Given problem 1>
Copy the passage of the Meet Your Maker review below word for word, from "As mentioned, completing" up to and including "in-game abilities permanently.".

Meet Your Maker puts a sadistic but savvy spin on the run-and-gun action of an old-school shooter and then tricks you into learning how to craft your own killer levels for it.
Meet Your Maker review
Developed and published by Behavior Interactive, Meet Your Maker pairs a lo-fi premise with nimble action and the oft-untapped potential of user generated content. You take on the role of a nameless post-apocalyptic scavenger delving into the trap-ridden outposts in search of rare resources. There’s not much story beyond this broad strokes premise, but there doesn’t need to be. There's shooting involved, but the formula here feels closer to a first-person-platformer than anything else.
Each level you play through has a simple arc. First, you gotta get in and steal the power core. Then you’ve gotta get back out without falling victim to the various threats that stand between you and escape.
Life in Meet your Maker is fragile, fleeting and disposable. Most enemies and traps can take you out in a single hit, but that’s part of the charm. It's the kind of game where you try, die, and try again.
In that respect, Meet Your Maker is less Dark Souls, and more Super Meat Boy. Levels range in both difficulty and length. Some will take you a single try and a few minutes to navigate. Others will be shorter but significantly more punishing. You can even bring a friend, with co-op play supported for up to two players.
The more time you spend messing with the way that the guns and movement in the game feels, the more confident you’ll become about pushing those mechanics to their limits and reaping the rewards.
Eventually, it becomes just as viable to creep through levels one step at a time as it is to go in guns blazing. Whether it’s your last or first resort, you can always rely on your grappling hook to fling yourself out of danger Jack West Jr-style.
The twist is that every level in Meet Your Maker is one that’s been built by another player rather than just the developers behind the game. These community levels foster a welcome unpredictability in both the difficulty and types of levels you encounter.
Everything has a real hand-crafted feel to it. The more time you spend raiding the outposts of other players, the more time you have to think about how you wanna build your own.
As mentioned, completing these outpost raids scores you a motley of different resources. These claims can be spent on short-term boosts that make completing levels a little easier or invested in upgrades for your armour or weapons that increase your in-game abilities permanently.
Even if it sometimes felt like I was spending a little much time watching XP bars fill up, it didn't take long for me to fall into a natural rhythm. I'd play a few levels, then I'd build one of my own.

Dataset records>
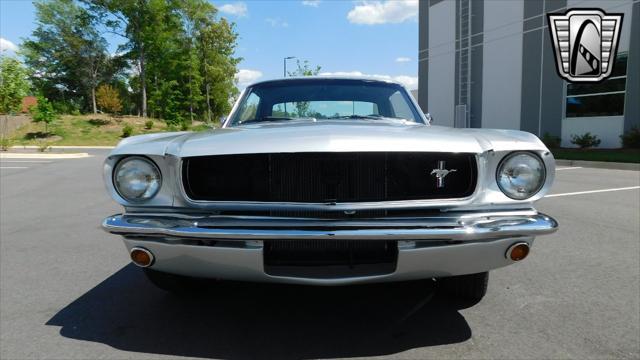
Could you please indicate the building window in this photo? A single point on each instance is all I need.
(602, 99)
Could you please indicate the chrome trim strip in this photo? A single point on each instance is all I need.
(438, 227)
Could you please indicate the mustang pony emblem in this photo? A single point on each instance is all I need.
(440, 173)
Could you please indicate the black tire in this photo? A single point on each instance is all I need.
(176, 284)
(472, 287)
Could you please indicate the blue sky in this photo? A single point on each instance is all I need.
(370, 38)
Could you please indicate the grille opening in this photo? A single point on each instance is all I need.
(328, 259)
(327, 177)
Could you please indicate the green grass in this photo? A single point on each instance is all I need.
(609, 155)
(87, 130)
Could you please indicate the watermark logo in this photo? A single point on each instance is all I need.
(585, 42)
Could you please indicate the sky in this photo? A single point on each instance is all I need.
(364, 38)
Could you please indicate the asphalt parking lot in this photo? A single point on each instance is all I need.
(67, 290)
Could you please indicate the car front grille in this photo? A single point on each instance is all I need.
(328, 177)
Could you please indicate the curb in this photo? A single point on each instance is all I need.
(599, 164)
(63, 147)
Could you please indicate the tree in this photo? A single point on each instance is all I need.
(13, 84)
(109, 99)
(216, 45)
(303, 69)
(43, 112)
(182, 55)
(66, 52)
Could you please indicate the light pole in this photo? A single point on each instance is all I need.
(285, 63)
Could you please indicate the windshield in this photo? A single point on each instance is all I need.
(322, 99)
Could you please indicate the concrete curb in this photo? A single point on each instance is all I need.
(599, 164)
(63, 147)
(43, 156)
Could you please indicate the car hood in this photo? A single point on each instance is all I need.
(329, 136)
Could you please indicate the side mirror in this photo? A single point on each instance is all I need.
(429, 118)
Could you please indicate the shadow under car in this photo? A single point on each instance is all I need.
(250, 320)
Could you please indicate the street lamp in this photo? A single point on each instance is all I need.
(285, 64)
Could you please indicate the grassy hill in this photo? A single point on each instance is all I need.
(88, 130)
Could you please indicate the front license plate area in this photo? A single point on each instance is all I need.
(330, 259)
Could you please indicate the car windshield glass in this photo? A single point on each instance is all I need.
(324, 99)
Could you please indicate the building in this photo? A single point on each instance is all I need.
(490, 64)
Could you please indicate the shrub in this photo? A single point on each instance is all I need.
(108, 99)
(65, 107)
(585, 140)
(43, 146)
(631, 138)
(551, 141)
(127, 130)
(5, 143)
(43, 112)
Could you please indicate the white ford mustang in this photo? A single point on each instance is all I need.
(329, 181)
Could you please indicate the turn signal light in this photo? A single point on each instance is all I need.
(141, 257)
(518, 251)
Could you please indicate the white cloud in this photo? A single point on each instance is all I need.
(237, 9)
(383, 12)
(411, 82)
(245, 77)
(6, 45)
(312, 3)
(403, 59)
(277, 22)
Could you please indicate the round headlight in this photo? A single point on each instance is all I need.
(137, 179)
(521, 175)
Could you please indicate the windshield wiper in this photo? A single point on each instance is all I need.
(356, 117)
(372, 117)
(276, 118)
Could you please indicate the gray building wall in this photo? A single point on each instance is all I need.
(512, 71)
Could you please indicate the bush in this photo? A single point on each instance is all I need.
(65, 107)
(5, 143)
(43, 146)
(551, 141)
(43, 112)
(631, 138)
(108, 99)
(585, 140)
(127, 130)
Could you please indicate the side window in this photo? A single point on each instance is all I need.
(400, 106)
(248, 112)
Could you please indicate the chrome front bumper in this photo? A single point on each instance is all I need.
(231, 247)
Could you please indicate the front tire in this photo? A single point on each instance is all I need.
(472, 287)
(176, 284)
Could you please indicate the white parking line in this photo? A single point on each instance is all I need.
(42, 156)
(594, 191)
(23, 161)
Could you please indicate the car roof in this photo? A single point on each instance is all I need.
(364, 79)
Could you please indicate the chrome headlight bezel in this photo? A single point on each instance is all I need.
(127, 159)
(537, 188)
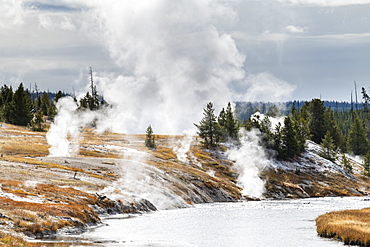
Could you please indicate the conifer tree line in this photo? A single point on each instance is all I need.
(21, 107)
(335, 131)
(213, 129)
(25, 108)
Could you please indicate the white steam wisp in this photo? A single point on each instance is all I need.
(250, 158)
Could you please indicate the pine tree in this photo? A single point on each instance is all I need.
(20, 107)
(328, 147)
(231, 124)
(208, 128)
(6, 97)
(318, 126)
(366, 164)
(357, 137)
(346, 164)
(150, 138)
(289, 141)
(37, 122)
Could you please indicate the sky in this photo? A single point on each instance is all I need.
(252, 50)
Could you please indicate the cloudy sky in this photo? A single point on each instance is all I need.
(265, 49)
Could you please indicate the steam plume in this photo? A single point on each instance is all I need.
(250, 158)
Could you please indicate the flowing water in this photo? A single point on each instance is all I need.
(261, 223)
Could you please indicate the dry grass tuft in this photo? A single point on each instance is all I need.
(350, 226)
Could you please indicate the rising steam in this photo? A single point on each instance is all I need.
(173, 61)
(250, 158)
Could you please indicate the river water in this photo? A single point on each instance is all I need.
(261, 223)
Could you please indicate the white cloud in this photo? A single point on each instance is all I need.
(323, 3)
(46, 22)
(12, 13)
(294, 29)
(66, 24)
(265, 87)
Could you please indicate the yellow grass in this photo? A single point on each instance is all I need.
(350, 226)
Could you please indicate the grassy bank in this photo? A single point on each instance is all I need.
(350, 226)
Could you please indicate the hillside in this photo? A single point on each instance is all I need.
(116, 173)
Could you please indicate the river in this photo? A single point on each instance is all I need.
(258, 223)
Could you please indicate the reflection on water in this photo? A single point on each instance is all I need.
(264, 223)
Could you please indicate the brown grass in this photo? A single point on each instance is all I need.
(350, 226)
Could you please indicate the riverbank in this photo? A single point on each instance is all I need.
(112, 173)
(352, 227)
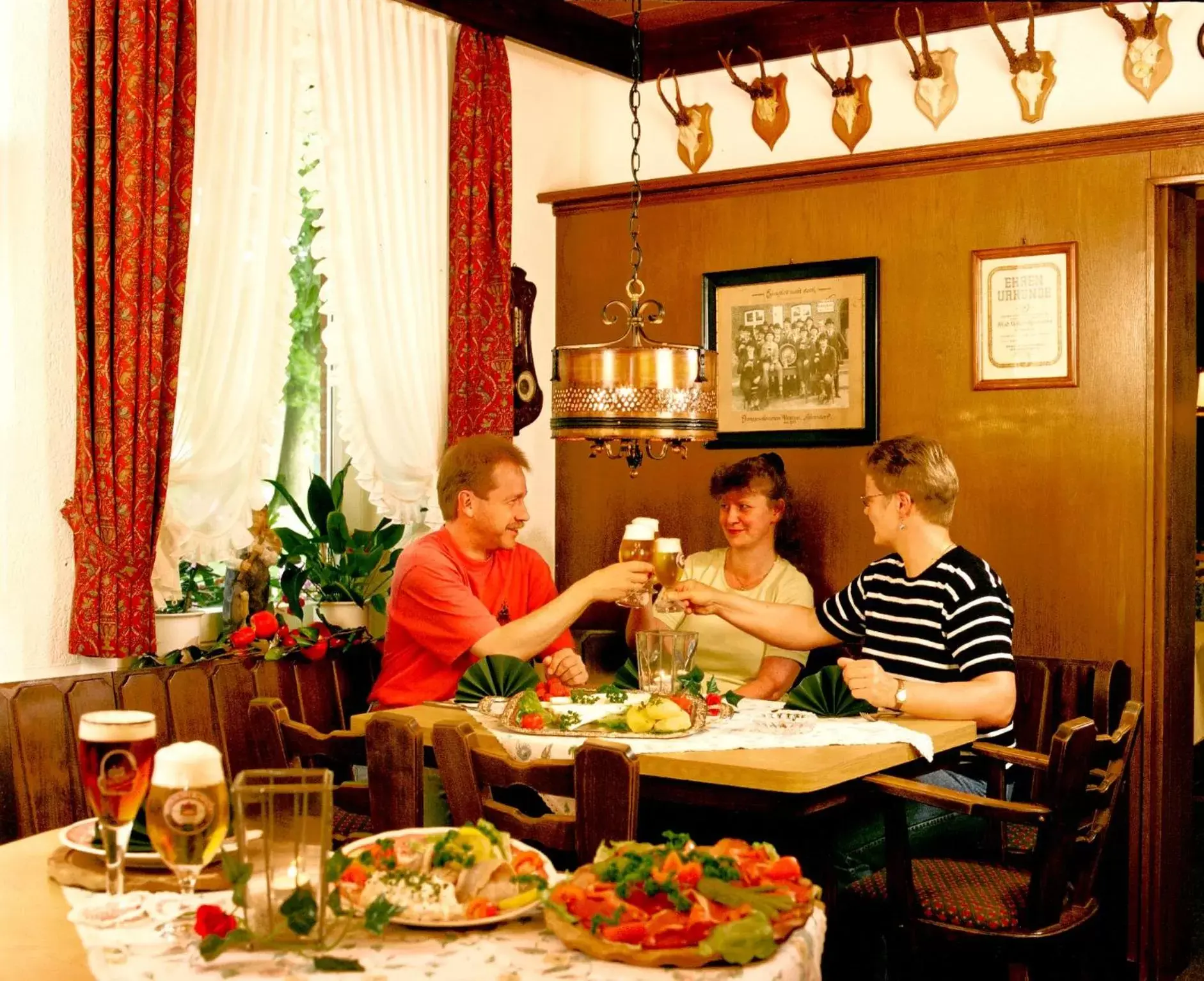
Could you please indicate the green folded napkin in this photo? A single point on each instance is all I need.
(498, 674)
(826, 695)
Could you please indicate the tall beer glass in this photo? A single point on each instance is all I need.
(116, 749)
(669, 562)
(637, 547)
(188, 809)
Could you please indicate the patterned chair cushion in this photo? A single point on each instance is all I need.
(966, 893)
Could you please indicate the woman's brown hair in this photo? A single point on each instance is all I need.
(765, 475)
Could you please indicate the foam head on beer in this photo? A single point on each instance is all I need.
(116, 726)
(188, 765)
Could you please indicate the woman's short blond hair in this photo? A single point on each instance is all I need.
(920, 467)
(470, 465)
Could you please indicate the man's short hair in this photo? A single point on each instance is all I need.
(470, 465)
(920, 467)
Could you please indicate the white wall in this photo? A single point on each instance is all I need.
(1089, 49)
(36, 341)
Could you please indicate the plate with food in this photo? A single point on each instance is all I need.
(607, 712)
(682, 906)
(450, 878)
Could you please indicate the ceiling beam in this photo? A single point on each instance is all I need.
(789, 29)
(551, 24)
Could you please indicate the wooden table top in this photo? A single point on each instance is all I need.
(36, 940)
(786, 771)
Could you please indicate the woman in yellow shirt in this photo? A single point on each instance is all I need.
(755, 514)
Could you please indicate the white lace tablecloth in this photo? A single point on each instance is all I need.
(748, 728)
(517, 951)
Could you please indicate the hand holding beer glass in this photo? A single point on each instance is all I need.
(669, 561)
(116, 750)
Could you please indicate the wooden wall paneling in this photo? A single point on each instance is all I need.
(45, 757)
(147, 691)
(193, 714)
(234, 686)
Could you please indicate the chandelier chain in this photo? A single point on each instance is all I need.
(637, 253)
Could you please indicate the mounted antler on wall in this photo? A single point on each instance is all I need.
(936, 86)
(1032, 72)
(852, 114)
(771, 113)
(1148, 61)
(695, 141)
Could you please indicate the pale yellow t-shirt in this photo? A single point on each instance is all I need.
(724, 650)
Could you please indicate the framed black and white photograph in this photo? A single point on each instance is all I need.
(797, 350)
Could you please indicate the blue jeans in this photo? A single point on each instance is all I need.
(860, 849)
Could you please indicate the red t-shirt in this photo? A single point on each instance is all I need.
(441, 603)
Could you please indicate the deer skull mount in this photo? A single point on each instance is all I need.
(695, 140)
(936, 86)
(1148, 59)
(1032, 72)
(771, 113)
(852, 114)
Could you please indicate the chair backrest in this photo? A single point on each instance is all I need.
(602, 780)
(1082, 787)
(390, 748)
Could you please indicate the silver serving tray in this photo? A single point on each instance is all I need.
(509, 720)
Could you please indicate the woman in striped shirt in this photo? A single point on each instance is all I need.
(935, 622)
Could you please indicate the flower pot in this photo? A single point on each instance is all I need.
(344, 614)
(173, 631)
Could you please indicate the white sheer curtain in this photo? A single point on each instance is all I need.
(384, 93)
(236, 334)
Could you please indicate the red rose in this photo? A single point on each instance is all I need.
(265, 624)
(211, 920)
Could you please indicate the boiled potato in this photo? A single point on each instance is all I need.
(663, 708)
(638, 720)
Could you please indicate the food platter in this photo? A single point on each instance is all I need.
(425, 836)
(596, 713)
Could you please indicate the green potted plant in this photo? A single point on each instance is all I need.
(345, 571)
(180, 622)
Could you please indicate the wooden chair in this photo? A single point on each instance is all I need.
(602, 780)
(1022, 916)
(390, 746)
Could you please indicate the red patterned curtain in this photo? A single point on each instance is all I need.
(132, 113)
(480, 345)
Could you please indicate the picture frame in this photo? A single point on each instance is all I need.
(814, 381)
(1025, 317)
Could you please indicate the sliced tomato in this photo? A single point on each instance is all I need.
(626, 933)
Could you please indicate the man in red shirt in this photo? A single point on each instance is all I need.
(470, 590)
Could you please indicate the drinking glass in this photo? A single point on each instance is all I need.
(116, 749)
(188, 809)
(663, 656)
(637, 545)
(669, 561)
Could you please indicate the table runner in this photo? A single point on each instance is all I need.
(745, 730)
(517, 951)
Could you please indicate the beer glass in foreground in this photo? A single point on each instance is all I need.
(637, 547)
(669, 561)
(188, 809)
(116, 749)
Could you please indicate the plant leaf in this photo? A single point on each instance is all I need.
(322, 502)
(337, 532)
(292, 502)
(337, 964)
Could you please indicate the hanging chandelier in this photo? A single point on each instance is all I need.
(633, 398)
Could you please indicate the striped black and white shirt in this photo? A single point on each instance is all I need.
(951, 623)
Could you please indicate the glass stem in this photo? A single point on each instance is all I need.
(115, 839)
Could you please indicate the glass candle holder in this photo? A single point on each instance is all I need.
(663, 656)
(282, 822)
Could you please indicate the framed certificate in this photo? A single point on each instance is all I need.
(1025, 318)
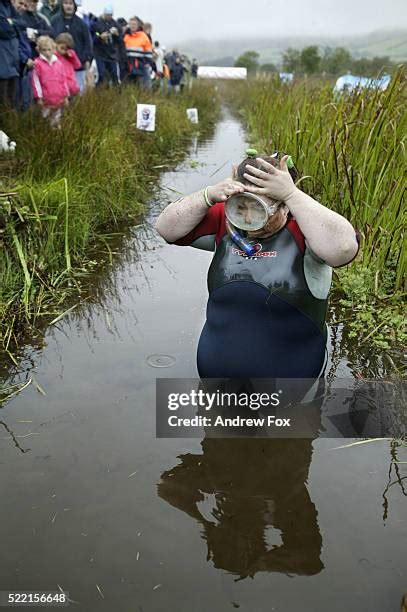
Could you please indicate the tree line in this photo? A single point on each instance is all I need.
(311, 60)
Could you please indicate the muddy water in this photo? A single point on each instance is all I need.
(93, 502)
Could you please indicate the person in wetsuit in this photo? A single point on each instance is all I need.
(266, 310)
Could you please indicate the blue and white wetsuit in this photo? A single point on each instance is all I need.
(265, 313)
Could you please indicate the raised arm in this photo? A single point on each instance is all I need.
(180, 217)
(329, 235)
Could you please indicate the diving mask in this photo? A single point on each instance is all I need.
(248, 211)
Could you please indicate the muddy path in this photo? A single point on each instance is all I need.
(93, 503)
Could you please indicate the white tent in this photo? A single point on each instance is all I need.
(349, 82)
(220, 72)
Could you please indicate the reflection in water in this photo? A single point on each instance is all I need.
(256, 485)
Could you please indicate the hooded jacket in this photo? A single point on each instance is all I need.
(110, 49)
(70, 62)
(79, 32)
(48, 12)
(9, 53)
(49, 81)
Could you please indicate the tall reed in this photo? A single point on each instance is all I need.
(66, 188)
(351, 150)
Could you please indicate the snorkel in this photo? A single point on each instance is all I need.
(248, 212)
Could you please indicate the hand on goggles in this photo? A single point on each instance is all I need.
(223, 190)
(271, 182)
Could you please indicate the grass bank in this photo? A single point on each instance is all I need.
(64, 192)
(351, 151)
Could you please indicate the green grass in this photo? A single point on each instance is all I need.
(64, 190)
(352, 151)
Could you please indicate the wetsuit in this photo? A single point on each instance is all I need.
(266, 313)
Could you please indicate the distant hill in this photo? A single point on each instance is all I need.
(392, 43)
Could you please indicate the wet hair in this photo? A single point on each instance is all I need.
(65, 39)
(274, 161)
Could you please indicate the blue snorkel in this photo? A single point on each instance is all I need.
(243, 244)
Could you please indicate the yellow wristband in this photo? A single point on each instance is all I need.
(207, 202)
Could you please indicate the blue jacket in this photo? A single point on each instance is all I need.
(79, 32)
(9, 55)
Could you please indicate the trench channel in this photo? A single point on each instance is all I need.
(92, 502)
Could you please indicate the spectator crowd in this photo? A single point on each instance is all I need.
(52, 53)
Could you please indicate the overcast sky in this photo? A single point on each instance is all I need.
(176, 21)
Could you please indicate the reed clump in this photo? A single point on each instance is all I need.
(64, 189)
(351, 150)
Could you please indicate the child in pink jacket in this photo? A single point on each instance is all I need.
(69, 60)
(49, 83)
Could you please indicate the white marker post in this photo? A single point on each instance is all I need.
(146, 117)
(192, 114)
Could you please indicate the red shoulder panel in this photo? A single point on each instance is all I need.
(212, 224)
(297, 234)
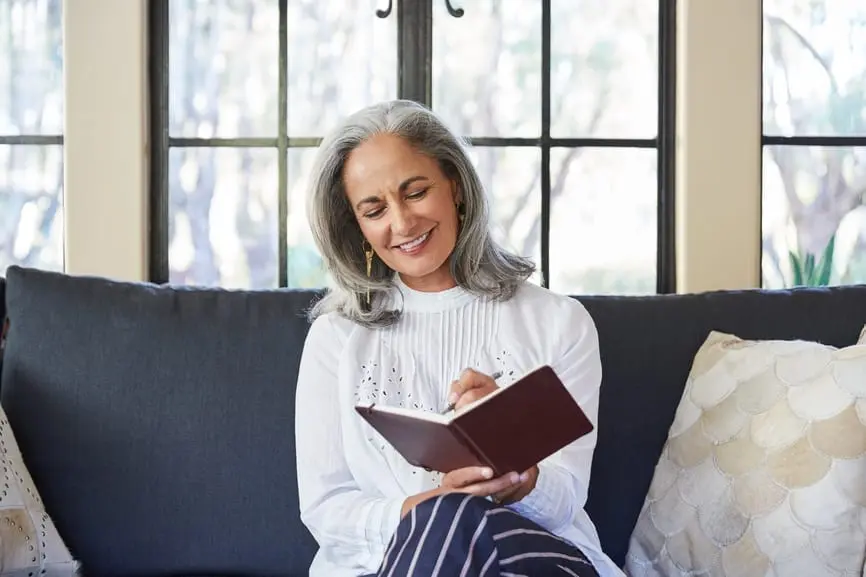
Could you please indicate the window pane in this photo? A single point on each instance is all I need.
(814, 67)
(342, 57)
(222, 218)
(603, 223)
(223, 63)
(31, 206)
(31, 67)
(604, 68)
(305, 266)
(487, 67)
(512, 180)
(812, 195)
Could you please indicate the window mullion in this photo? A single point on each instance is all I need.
(666, 279)
(158, 71)
(282, 149)
(415, 50)
(545, 141)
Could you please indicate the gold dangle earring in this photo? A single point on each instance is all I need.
(368, 254)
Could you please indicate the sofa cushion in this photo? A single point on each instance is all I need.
(647, 347)
(158, 423)
(764, 471)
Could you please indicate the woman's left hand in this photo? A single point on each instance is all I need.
(518, 492)
(470, 387)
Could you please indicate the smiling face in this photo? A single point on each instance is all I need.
(406, 208)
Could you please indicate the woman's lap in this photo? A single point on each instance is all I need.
(460, 535)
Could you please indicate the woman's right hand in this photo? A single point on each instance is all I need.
(476, 481)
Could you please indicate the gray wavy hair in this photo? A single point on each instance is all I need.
(477, 263)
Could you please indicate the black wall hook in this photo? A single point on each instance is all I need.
(456, 12)
(387, 11)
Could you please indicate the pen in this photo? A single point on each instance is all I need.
(450, 407)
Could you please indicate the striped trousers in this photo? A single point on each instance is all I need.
(456, 535)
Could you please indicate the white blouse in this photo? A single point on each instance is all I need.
(352, 483)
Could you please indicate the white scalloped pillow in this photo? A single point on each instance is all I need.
(29, 542)
(764, 470)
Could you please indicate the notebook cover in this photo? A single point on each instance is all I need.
(521, 426)
(433, 446)
(526, 423)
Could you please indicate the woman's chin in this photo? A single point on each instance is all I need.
(426, 276)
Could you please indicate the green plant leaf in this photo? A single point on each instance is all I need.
(825, 268)
(796, 269)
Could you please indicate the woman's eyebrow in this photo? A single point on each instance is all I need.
(402, 188)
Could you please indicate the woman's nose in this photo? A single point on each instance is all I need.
(402, 221)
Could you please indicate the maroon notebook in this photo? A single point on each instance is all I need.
(511, 429)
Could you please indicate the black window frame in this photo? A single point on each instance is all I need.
(414, 80)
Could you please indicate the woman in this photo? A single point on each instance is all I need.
(425, 307)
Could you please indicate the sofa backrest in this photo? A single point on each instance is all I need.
(158, 426)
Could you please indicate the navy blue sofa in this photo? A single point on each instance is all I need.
(158, 422)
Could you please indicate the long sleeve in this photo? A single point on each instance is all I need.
(352, 527)
(563, 481)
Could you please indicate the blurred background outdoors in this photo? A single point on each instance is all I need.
(224, 63)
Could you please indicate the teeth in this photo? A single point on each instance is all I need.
(414, 243)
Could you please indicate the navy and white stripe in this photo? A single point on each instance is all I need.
(457, 535)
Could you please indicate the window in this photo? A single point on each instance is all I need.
(814, 143)
(572, 133)
(31, 141)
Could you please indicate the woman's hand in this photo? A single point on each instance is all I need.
(520, 491)
(470, 387)
(476, 481)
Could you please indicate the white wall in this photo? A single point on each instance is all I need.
(105, 137)
(718, 142)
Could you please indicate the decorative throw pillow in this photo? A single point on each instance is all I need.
(764, 469)
(29, 543)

Given problem 2>
How many lines in the records above contain the string "building"? Give only the number.

Exercise output 1>
As mentioned, completing these outpost raids scores you a motley of different resources. These claims can be spent on short-term boosts that make completing levels a little easier or invested in upgrades for your armour or weapons that increase your in-game abilities permanently.

Exercise output 2>
3